◆ WHAT NEEDS TO BE DONE
Start at the top of the records and, please, print each line exactly through the line that contains "[locate] the white plastic", leaving out all pictures.

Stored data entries
* * *

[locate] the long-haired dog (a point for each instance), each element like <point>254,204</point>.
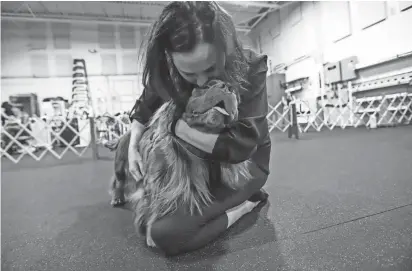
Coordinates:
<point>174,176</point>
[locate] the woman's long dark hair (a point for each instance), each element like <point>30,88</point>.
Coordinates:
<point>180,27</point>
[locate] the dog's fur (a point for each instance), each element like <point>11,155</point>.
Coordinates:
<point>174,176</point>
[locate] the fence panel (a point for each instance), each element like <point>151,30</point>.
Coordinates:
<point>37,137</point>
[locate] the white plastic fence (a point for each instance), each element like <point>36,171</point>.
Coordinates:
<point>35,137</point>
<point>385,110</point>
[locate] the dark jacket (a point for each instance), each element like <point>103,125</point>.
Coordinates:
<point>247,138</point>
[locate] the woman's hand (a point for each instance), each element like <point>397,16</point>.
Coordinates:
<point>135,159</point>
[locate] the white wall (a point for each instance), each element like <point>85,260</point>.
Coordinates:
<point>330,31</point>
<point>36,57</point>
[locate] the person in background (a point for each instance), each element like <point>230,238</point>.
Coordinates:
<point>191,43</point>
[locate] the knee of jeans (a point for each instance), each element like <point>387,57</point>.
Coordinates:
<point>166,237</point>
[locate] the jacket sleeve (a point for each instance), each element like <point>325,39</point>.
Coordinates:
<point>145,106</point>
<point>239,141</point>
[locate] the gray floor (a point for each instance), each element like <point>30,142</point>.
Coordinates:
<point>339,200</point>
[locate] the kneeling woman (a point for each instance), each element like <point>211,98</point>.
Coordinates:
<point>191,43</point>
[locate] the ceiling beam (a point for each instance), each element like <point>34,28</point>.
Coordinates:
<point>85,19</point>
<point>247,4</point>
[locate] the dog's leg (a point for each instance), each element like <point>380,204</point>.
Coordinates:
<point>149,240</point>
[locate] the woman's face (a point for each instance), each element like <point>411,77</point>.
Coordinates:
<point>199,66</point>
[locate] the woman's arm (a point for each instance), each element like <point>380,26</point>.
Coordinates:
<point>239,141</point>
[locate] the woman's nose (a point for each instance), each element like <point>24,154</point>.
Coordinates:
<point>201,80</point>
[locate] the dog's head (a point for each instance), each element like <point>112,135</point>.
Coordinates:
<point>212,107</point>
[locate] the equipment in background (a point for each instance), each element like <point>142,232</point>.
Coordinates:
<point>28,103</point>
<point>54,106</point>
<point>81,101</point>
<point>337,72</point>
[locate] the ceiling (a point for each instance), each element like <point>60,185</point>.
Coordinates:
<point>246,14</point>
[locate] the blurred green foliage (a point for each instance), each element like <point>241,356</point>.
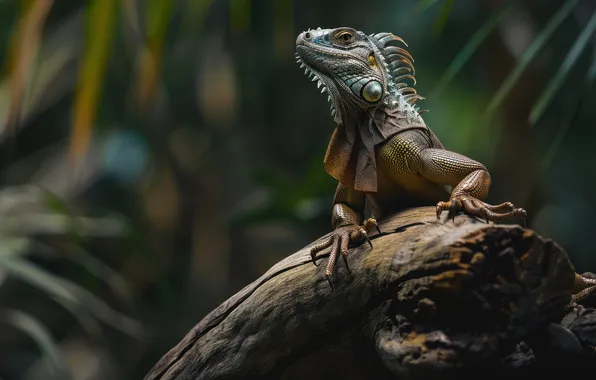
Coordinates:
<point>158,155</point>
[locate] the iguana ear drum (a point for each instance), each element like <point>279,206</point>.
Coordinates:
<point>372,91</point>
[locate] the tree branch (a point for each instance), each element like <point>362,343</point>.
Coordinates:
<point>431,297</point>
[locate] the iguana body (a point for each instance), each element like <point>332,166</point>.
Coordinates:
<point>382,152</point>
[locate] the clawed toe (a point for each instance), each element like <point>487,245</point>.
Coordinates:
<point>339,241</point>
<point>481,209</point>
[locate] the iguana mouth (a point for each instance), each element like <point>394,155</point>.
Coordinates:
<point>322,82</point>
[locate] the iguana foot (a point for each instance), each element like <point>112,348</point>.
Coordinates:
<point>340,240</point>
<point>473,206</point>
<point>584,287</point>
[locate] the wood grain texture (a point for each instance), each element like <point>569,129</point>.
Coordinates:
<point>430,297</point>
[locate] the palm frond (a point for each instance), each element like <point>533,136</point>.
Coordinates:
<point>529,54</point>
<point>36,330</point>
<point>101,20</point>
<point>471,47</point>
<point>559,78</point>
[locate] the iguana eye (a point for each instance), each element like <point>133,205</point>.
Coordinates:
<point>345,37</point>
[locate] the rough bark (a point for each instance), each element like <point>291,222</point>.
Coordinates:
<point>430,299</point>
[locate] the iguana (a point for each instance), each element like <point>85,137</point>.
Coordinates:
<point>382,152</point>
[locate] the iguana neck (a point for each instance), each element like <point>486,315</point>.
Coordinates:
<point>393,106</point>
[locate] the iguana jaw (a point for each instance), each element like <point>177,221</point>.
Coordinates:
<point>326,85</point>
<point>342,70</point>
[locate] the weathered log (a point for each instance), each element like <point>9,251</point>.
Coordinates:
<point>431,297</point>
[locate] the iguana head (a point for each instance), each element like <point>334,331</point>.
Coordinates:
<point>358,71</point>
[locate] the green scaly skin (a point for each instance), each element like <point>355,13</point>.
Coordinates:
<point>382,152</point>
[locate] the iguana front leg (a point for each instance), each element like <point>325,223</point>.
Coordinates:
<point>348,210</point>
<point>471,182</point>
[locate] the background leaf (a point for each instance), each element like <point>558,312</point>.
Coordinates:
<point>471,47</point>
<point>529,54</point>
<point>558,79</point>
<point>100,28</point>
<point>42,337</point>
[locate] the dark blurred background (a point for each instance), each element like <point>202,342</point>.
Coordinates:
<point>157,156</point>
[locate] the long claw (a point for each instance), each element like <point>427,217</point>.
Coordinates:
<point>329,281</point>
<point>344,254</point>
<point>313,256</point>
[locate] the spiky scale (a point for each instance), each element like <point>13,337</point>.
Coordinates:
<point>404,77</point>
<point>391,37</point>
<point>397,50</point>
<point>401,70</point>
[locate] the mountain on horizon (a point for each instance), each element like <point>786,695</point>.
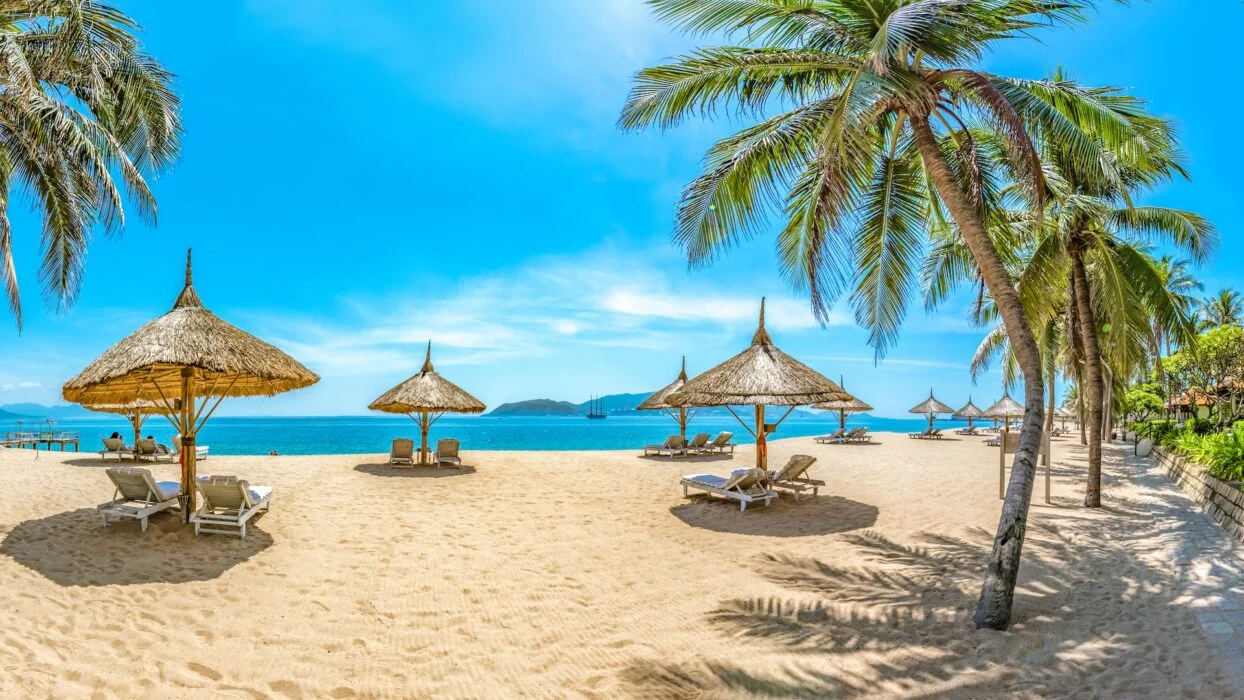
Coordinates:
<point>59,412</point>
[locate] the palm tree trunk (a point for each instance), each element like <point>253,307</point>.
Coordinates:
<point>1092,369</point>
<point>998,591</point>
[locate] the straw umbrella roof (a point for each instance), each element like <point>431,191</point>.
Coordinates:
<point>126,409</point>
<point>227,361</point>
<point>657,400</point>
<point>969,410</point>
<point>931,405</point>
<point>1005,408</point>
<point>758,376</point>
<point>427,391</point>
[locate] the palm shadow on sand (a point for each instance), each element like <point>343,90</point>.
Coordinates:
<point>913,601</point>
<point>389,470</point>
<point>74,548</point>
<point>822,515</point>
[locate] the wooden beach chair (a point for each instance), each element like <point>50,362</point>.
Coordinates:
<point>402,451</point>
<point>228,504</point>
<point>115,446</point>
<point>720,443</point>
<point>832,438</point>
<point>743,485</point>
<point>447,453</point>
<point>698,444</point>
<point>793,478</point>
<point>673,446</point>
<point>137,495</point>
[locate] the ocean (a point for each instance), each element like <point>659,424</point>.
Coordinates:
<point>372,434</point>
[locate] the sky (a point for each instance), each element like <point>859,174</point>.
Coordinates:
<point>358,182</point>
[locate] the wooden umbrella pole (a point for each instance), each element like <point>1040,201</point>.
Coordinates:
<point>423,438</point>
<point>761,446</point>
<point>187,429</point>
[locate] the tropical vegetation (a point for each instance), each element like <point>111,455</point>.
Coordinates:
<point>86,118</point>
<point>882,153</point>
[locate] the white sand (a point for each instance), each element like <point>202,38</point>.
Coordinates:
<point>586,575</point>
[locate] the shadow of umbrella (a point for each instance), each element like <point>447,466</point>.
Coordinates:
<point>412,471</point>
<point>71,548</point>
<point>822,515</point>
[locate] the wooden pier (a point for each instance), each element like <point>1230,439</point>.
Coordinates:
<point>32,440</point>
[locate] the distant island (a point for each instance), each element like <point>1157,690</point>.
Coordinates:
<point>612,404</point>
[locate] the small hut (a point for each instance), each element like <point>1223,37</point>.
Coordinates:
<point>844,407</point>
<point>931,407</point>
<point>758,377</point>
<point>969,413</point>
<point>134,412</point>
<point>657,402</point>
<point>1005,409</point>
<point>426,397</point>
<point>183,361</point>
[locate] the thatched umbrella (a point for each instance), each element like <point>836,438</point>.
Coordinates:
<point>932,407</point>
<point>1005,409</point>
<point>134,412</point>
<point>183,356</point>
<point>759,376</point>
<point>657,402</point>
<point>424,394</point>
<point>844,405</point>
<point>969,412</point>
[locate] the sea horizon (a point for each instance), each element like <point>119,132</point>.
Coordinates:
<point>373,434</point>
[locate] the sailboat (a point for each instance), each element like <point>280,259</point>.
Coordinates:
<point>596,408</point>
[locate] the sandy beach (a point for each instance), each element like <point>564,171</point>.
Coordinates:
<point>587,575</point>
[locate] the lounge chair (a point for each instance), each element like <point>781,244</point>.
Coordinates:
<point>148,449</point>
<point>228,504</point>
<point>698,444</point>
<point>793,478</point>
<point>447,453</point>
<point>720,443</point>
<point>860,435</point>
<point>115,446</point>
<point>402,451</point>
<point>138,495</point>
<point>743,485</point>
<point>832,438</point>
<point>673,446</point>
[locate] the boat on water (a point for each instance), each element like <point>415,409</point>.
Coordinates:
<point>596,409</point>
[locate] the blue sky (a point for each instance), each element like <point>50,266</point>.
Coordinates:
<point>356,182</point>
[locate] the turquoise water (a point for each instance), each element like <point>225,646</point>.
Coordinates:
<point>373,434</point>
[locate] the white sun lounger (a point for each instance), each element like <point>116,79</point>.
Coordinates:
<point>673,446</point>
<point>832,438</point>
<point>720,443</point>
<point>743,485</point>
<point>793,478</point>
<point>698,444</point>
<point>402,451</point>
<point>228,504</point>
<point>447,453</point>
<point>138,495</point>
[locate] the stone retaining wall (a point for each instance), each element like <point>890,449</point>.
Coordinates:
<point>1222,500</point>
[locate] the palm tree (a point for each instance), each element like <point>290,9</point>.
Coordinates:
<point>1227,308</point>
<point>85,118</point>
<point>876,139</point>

* * *

◆ ANSWER TO THE EXERCISE
[locate] the long-haired dog (a point for each instance), each element like <point>254,204</point>.
Coordinates:
<point>174,176</point>
[locate] the woman's long dark hair (a point for each instance), each element like <point>30,88</point>.
Coordinates:
<point>180,27</point>
[locate] the dog's fur (a point for each instance), each element like <point>11,155</point>.
Coordinates:
<point>174,176</point>
[locate] the fence panel (a point for each instance), each element like <point>151,30</point>.
Coordinates:
<point>37,137</point>
[locate] the white plastic fence (a point for each instance), each element like <point>36,171</point>.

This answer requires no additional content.